Box annotations for photos:
§

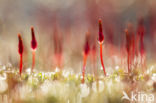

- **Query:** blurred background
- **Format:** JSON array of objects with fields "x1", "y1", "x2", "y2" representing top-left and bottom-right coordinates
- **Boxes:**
[{"x1": 0, "y1": 0, "x2": 156, "y2": 72}]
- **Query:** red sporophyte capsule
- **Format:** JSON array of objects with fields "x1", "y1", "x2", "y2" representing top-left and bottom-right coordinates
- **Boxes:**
[
  {"x1": 18, "y1": 34, "x2": 23, "y2": 75},
  {"x1": 82, "y1": 33, "x2": 90, "y2": 83},
  {"x1": 18, "y1": 34, "x2": 23, "y2": 55},
  {"x1": 31, "y1": 27, "x2": 37, "y2": 50},
  {"x1": 99, "y1": 19, "x2": 106, "y2": 76},
  {"x1": 84, "y1": 33, "x2": 90, "y2": 55},
  {"x1": 99, "y1": 19, "x2": 104, "y2": 43}
]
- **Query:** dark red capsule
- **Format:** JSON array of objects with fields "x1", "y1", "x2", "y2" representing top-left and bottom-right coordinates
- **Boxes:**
[
  {"x1": 84, "y1": 33, "x2": 90, "y2": 55},
  {"x1": 18, "y1": 34, "x2": 23, "y2": 55},
  {"x1": 31, "y1": 27, "x2": 37, "y2": 50},
  {"x1": 99, "y1": 19, "x2": 104, "y2": 43}
]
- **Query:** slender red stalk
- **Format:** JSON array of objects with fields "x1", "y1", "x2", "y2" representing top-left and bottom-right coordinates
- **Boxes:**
[
  {"x1": 137, "y1": 18, "x2": 145, "y2": 64},
  {"x1": 18, "y1": 34, "x2": 23, "y2": 75},
  {"x1": 125, "y1": 29, "x2": 130, "y2": 73},
  {"x1": 82, "y1": 33, "x2": 90, "y2": 83},
  {"x1": 100, "y1": 43, "x2": 106, "y2": 76},
  {"x1": 99, "y1": 19, "x2": 106, "y2": 76},
  {"x1": 82, "y1": 54, "x2": 88, "y2": 83},
  {"x1": 31, "y1": 27, "x2": 37, "y2": 71},
  {"x1": 32, "y1": 50, "x2": 35, "y2": 72}
]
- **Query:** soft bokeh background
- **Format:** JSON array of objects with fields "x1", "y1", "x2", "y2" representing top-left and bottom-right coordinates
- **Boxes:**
[{"x1": 0, "y1": 0, "x2": 156, "y2": 71}]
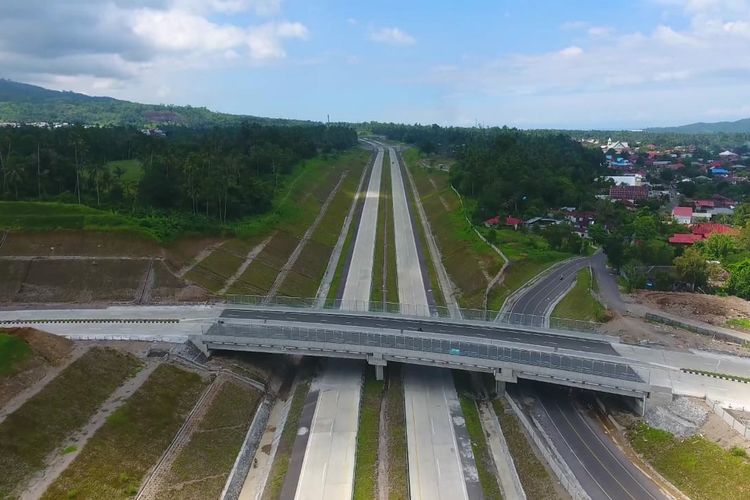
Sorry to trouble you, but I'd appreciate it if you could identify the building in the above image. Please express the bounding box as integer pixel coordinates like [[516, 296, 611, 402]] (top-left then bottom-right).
[[609, 186, 648, 201], [672, 207, 693, 226]]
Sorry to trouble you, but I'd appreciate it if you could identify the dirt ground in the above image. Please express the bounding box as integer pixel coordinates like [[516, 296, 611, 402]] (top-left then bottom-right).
[[632, 291, 750, 326], [0, 328, 73, 408]]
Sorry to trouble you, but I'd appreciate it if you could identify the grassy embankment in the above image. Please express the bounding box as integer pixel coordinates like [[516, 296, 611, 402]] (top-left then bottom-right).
[[353, 366, 385, 500], [552, 267, 607, 321], [383, 363, 409, 500], [0, 348, 140, 498], [229, 149, 368, 297], [628, 424, 750, 500], [370, 146, 398, 304], [492, 399, 557, 500], [403, 148, 570, 311], [156, 382, 260, 500], [402, 148, 503, 309], [0, 330, 31, 377], [452, 370, 503, 499], [262, 362, 312, 500], [42, 364, 207, 499]]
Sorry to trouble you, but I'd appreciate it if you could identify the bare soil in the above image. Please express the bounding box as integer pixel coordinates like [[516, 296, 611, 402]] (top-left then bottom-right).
[[632, 291, 750, 326]]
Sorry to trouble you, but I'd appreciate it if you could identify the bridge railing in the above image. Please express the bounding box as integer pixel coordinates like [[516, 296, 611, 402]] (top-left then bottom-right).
[[226, 295, 601, 332], [208, 323, 643, 382]]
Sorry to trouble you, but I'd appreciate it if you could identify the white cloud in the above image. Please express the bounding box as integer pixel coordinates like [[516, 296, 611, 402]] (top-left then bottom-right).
[[370, 27, 417, 45]]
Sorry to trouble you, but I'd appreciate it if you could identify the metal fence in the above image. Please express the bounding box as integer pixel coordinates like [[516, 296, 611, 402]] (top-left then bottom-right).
[[226, 295, 601, 332], [213, 323, 643, 382]]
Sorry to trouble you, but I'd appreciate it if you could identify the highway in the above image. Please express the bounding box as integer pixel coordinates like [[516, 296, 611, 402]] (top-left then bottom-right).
[[510, 254, 667, 500], [221, 309, 619, 356], [389, 148, 481, 500]]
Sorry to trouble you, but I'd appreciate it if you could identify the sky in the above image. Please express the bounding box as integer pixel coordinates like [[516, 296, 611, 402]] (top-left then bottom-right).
[[0, 0, 750, 129]]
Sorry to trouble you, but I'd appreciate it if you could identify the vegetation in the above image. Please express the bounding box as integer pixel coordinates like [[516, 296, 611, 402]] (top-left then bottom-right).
[[0, 118, 357, 237], [385, 363, 409, 500], [0, 79, 312, 127], [0, 330, 31, 377], [0, 348, 140, 498], [157, 382, 259, 499], [492, 399, 557, 500], [552, 267, 607, 322], [628, 424, 750, 500], [354, 366, 385, 500], [262, 368, 310, 500], [42, 364, 206, 499]]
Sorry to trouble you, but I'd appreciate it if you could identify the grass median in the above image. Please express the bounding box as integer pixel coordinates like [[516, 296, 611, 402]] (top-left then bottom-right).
[[0, 348, 140, 498], [354, 366, 385, 500], [552, 267, 607, 321], [156, 382, 260, 500], [628, 424, 750, 500], [42, 364, 207, 499]]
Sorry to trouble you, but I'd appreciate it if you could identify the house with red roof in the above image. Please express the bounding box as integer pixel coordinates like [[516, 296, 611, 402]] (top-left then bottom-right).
[[672, 207, 693, 226]]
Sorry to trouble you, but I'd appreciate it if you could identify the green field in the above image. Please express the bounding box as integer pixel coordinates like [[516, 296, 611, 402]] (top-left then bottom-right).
[[0, 330, 31, 377], [353, 366, 385, 500], [156, 382, 259, 500], [42, 364, 206, 499], [628, 424, 750, 500], [492, 399, 558, 500], [552, 267, 606, 321], [0, 348, 140, 498]]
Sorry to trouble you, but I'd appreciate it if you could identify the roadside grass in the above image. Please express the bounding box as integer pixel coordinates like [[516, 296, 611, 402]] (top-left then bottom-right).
[[353, 366, 385, 500], [552, 267, 607, 321], [451, 370, 503, 500], [384, 363, 409, 500], [261, 362, 312, 500], [627, 424, 750, 500], [42, 364, 207, 499], [727, 318, 750, 330], [492, 399, 558, 500], [402, 148, 503, 309], [370, 150, 390, 303], [0, 348, 140, 498], [156, 381, 260, 499], [0, 330, 31, 378]]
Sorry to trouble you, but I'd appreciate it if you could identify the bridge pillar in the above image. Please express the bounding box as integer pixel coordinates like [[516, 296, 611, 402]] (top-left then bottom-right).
[[367, 354, 387, 380]]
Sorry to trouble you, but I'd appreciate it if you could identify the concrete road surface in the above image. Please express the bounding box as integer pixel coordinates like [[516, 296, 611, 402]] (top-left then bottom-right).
[[389, 148, 481, 500], [342, 148, 383, 311], [294, 359, 362, 500], [404, 365, 468, 500], [537, 391, 668, 500]]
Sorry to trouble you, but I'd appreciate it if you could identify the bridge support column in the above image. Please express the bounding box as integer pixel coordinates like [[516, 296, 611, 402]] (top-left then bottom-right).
[[495, 368, 518, 394], [367, 354, 387, 380]]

§

* _THE TASK_
Reproduce all of the material above word for word, leaving out the pictures.

* _FULL OUTPUT_
- **Query:** blurred background
- **Format:** JSON array of objects with fields "x1", "y1", "x2", "y2" representing top-left and bottom-right coordinates
- **Boxes:**
[{"x1": 0, "y1": 0, "x2": 156, "y2": 72}]
- **Query:** red sporophyte capsule
- **Format:** JSON array of objects with fields "x1", "y1", "x2", "y2" representing top-left and bottom-right coordinates
- **Boxes:**
[
  {"x1": 18, "y1": 34, "x2": 23, "y2": 75},
  {"x1": 82, "y1": 33, "x2": 90, "y2": 83},
  {"x1": 18, "y1": 34, "x2": 23, "y2": 55},
  {"x1": 31, "y1": 27, "x2": 37, "y2": 50},
  {"x1": 99, "y1": 19, "x2": 106, "y2": 76},
  {"x1": 84, "y1": 33, "x2": 90, "y2": 55},
  {"x1": 99, "y1": 19, "x2": 104, "y2": 43}
]
- **Query:** dark red capsule
- **Format:** JSON array of objects with fields "x1", "y1", "x2", "y2" representing top-left and bottom-right coordinates
- **Boxes:**
[
  {"x1": 84, "y1": 33, "x2": 90, "y2": 55},
  {"x1": 18, "y1": 34, "x2": 23, "y2": 55},
  {"x1": 31, "y1": 27, "x2": 37, "y2": 50},
  {"x1": 99, "y1": 19, "x2": 104, "y2": 43}
]
- **Query:** slender red stalk
- **Format:** JSON array of objects with fields "x1", "y1", "x2", "y2" representing top-left and bottom-right coordinates
- **Boxes:**
[
  {"x1": 137, "y1": 18, "x2": 145, "y2": 64},
  {"x1": 18, "y1": 34, "x2": 23, "y2": 75},
  {"x1": 125, "y1": 29, "x2": 130, "y2": 73},
  {"x1": 82, "y1": 33, "x2": 90, "y2": 83},
  {"x1": 100, "y1": 43, "x2": 106, "y2": 76},
  {"x1": 99, "y1": 19, "x2": 106, "y2": 76},
  {"x1": 82, "y1": 54, "x2": 88, "y2": 83},
  {"x1": 31, "y1": 27, "x2": 37, "y2": 71},
  {"x1": 32, "y1": 50, "x2": 35, "y2": 72}
]
- **Query:** soft bokeh background
- **Format:** JSON array of objects with fields "x1", "y1", "x2", "y2" representing top-left and bottom-right coordinates
- **Boxes:**
[{"x1": 0, "y1": 0, "x2": 156, "y2": 71}]
Sorry to trouble you, but I'd appreciate it if you could identify the building in the above image. Please express the bounding box as integer pixel coordinates like [[516, 296, 611, 402]] (top-left then bottom-right).
[[609, 186, 648, 201], [672, 207, 693, 226]]
Sorry to trouble you, but I'd appreciate it if you could identify the dirt ground in the above image. Please express the bounding box as integer pixel coordinates like [[516, 296, 611, 402]] (top-left then bottom-right).
[[632, 291, 750, 326], [0, 328, 73, 408]]
Sorry to trouble you, but I'd appreciate it if you could identify the grassy embankment in the above image. Please express the bounding box as integer pixel coordinates like [[516, 296, 611, 402]] (top-left then bottom-right).
[[353, 366, 385, 500], [552, 267, 607, 321], [383, 363, 409, 500], [0, 348, 140, 498], [229, 149, 368, 297], [628, 424, 750, 500], [370, 146, 398, 304], [492, 399, 557, 500], [403, 148, 570, 311], [156, 382, 260, 500], [402, 148, 503, 309], [0, 330, 31, 377], [452, 370, 503, 499], [262, 362, 312, 500], [42, 364, 207, 499]]
Sorry to trouble you, but I'd appreciate it if you could identify the bare soil in the above image. Please express the bounding box as integer pixel coordinates like [[516, 296, 611, 402]] (top-left then bottom-right).
[[632, 291, 750, 326]]
Sorry to trouble you, but I'd appreciate it if you could identify the bridge railing in the above image. Please express the bounding box as integer pixel coordinates like [[516, 296, 611, 402]] (top-left then bottom-right).
[[226, 295, 601, 332], [208, 323, 643, 382]]
Sorry to trouble you, but I'd appreciate it if you could identify the white cloud in the above image. Please express the bounding box as integer pixel coordinates like [[516, 296, 611, 402]] (top-left then bottom-right).
[[370, 27, 417, 45]]
Sorry to trouble you, but I'd appreciate it if you could identify the metal fence in the above image. Please express the bounding box as integer pixel coordinates like [[516, 296, 611, 402]] (top-left then bottom-right).
[[226, 295, 601, 332], [213, 323, 643, 382]]
Sorry to trouble you, but I'd appreciate it if you could identify the highway in the above image. Please express the bounding box as integer pixel coordinates like [[516, 296, 611, 402]] (top-left then bottom-right).
[[510, 254, 667, 500], [221, 309, 619, 356], [389, 148, 481, 500]]
Sorry to trouble you, but I'd appreciate it if you could identify the sky in the above image. Please express the bounding box as integer pixel coordinates like [[516, 296, 611, 402]] (top-left then bottom-right).
[[0, 0, 750, 129]]
Sorry to trouble you, but I'd appreciate it if you could identify the vegetation in the above image. Please express the bounding box as integer pixel coordinates like [[516, 296, 611, 402]] (top-left then bottom-right).
[[0, 118, 357, 237], [385, 363, 409, 500], [0, 79, 312, 127], [0, 330, 31, 377], [0, 348, 140, 498], [157, 382, 259, 499], [492, 399, 557, 500], [552, 267, 607, 322], [628, 424, 750, 500], [354, 366, 385, 500], [262, 368, 310, 500], [42, 364, 206, 499]]
Sorry to trouble you, but I'd appreciate it if you could identify the grass median in the above image. Please express the bounding box as integer pixel coordinates like [[516, 296, 611, 402]] (top-left then bottom-right).
[[0, 348, 140, 498], [354, 366, 385, 500], [552, 267, 607, 321], [156, 382, 260, 500], [628, 424, 750, 500], [42, 364, 207, 499]]
Sorry to trouble you, but I'd appreciate it if you could identify the house with red roof in the above image. Please express the bounding box as integer pixel coordinates like [[516, 296, 611, 402]] (top-left then bottom-right).
[[672, 207, 693, 226]]
Sorry to trouble you, but I'd appreciate it if you could identify the green field in the above image. Please express the bounding box as integer pixel coordinates like [[516, 296, 611, 402]] (top-left then bottom-right).
[[0, 330, 31, 377], [353, 366, 385, 500], [156, 382, 259, 500], [42, 364, 206, 499], [628, 424, 750, 500], [492, 399, 558, 500], [552, 267, 606, 321], [0, 348, 140, 498]]
Sorry to trouble you, but I'd appreciate it if you could identify the roadside grass in the above image. Please express the bounding box as integer pixel coordinates like [[516, 296, 611, 402]] (top-left then bottom-right).
[[353, 366, 385, 500], [552, 267, 607, 321], [451, 370, 503, 500], [384, 363, 409, 500], [261, 362, 312, 500], [627, 424, 750, 500], [42, 364, 207, 499], [727, 318, 750, 330], [492, 399, 558, 500], [402, 148, 503, 309], [370, 150, 390, 303], [0, 348, 140, 498], [156, 381, 260, 499], [0, 330, 31, 378]]
Sorry to trouble you, but I'd appreciate it if you could identify the bridge pillar in the above image. Please express the bounding box as integer pixel coordinates like [[516, 296, 611, 402]] (top-left then bottom-right).
[[367, 354, 387, 380]]
Sorry to trouble you, but I'd appreciate it if you could identify the concrete road surface in the above image. Please express the bounding box as integer pixel coordinates like [[516, 296, 611, 402]] (top-left then bottom-right).
[[389, 148, 481, 500], [342, 148, 383, 311], [294, 359, 362, 500], [404, 365, 468, 500], [537, 391, 668, 500]]
Sorry to trouble you, but I'd appreciate it if you could identify the bridge support column in the above image. Please express the bounding box as integer pixel coordinates like [[516, 296, 611, 402]] (top-left then bottom-right).
[[495, 368, 518, 394], [367, 354, 387, 380]]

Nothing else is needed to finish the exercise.